--- Extracted entries ---
^^^^
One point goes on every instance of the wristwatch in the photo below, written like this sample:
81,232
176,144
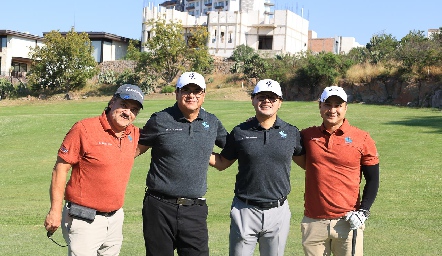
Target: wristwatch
365,212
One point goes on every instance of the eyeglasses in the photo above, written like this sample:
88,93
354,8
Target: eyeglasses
271,98
197,92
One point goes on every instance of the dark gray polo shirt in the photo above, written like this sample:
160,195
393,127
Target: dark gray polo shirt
181,151
264,158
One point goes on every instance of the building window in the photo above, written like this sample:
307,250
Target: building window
^^^^
--- Instructions for the task ---
Output all the data above verbatim, leaving out images.

--- Answer to the problem ---
One point goes on every instance of the wristwatch in the photo below, written like this sample:
81,232
176,144
Target: wristwatch
365,212
One point goes on every instance of the eyeglasses in the photo above, written like this sample:
88,93
354,8
Target: eyeglasses
271,98
197,92
One point goes on every instance of the dark gray polo shirt in the photo above, written like this sample:
160,195
393,127
Target: dark gray polo shirt
181,151
264,158
One point goes on every instance of the building window in the photo above, written like this sample:
307,250
Target: building window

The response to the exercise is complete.